WORK INSTRUCTIONS –
From the material below, copy every line that contains the word "vest".

<<<<

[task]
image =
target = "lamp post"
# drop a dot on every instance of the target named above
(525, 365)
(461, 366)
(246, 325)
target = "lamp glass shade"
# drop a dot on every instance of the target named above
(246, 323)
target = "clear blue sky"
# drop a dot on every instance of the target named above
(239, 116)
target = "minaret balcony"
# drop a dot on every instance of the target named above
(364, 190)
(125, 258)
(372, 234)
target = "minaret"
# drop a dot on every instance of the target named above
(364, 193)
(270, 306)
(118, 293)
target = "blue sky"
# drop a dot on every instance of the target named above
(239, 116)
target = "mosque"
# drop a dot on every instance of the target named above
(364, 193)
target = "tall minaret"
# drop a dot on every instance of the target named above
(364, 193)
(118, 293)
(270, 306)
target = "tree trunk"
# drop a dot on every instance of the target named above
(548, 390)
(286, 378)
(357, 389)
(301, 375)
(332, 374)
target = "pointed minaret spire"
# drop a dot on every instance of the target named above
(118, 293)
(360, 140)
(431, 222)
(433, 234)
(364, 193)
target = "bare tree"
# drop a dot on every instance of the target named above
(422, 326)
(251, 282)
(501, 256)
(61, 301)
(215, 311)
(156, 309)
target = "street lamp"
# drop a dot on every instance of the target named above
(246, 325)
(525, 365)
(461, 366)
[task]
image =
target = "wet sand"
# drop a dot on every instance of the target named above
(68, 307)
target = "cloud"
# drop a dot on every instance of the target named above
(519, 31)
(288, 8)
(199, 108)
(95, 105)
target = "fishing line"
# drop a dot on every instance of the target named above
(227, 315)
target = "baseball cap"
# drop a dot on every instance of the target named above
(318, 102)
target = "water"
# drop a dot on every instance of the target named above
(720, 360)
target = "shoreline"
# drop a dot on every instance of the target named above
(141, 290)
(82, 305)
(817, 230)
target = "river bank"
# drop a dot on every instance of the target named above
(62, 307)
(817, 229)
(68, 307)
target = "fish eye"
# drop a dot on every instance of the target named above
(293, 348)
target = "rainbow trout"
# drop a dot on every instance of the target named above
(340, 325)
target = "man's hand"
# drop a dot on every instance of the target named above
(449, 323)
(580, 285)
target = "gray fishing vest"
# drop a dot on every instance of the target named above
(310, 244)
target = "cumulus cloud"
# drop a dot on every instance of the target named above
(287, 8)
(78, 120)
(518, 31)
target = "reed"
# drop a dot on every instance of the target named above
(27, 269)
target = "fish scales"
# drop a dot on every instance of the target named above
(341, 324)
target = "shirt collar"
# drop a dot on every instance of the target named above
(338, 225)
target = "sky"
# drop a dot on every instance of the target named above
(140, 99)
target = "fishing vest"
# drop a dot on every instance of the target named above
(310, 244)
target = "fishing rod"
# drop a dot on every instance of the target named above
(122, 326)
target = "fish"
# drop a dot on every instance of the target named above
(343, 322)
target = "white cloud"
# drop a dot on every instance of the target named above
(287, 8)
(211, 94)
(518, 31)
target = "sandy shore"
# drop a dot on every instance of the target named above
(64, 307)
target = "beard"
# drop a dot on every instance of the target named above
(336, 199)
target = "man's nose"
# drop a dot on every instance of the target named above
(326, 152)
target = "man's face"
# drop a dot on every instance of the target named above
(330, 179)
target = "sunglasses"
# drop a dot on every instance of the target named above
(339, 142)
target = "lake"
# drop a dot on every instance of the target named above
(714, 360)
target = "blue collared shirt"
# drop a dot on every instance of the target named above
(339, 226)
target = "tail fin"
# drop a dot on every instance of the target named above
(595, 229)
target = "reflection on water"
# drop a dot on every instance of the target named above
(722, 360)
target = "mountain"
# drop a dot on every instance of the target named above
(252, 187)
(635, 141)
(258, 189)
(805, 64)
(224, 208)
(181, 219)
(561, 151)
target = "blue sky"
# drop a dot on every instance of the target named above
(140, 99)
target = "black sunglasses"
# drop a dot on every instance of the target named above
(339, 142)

>>>>

FULL OUTPUT –
target = "gray fishing vest"
target = "fishing vest"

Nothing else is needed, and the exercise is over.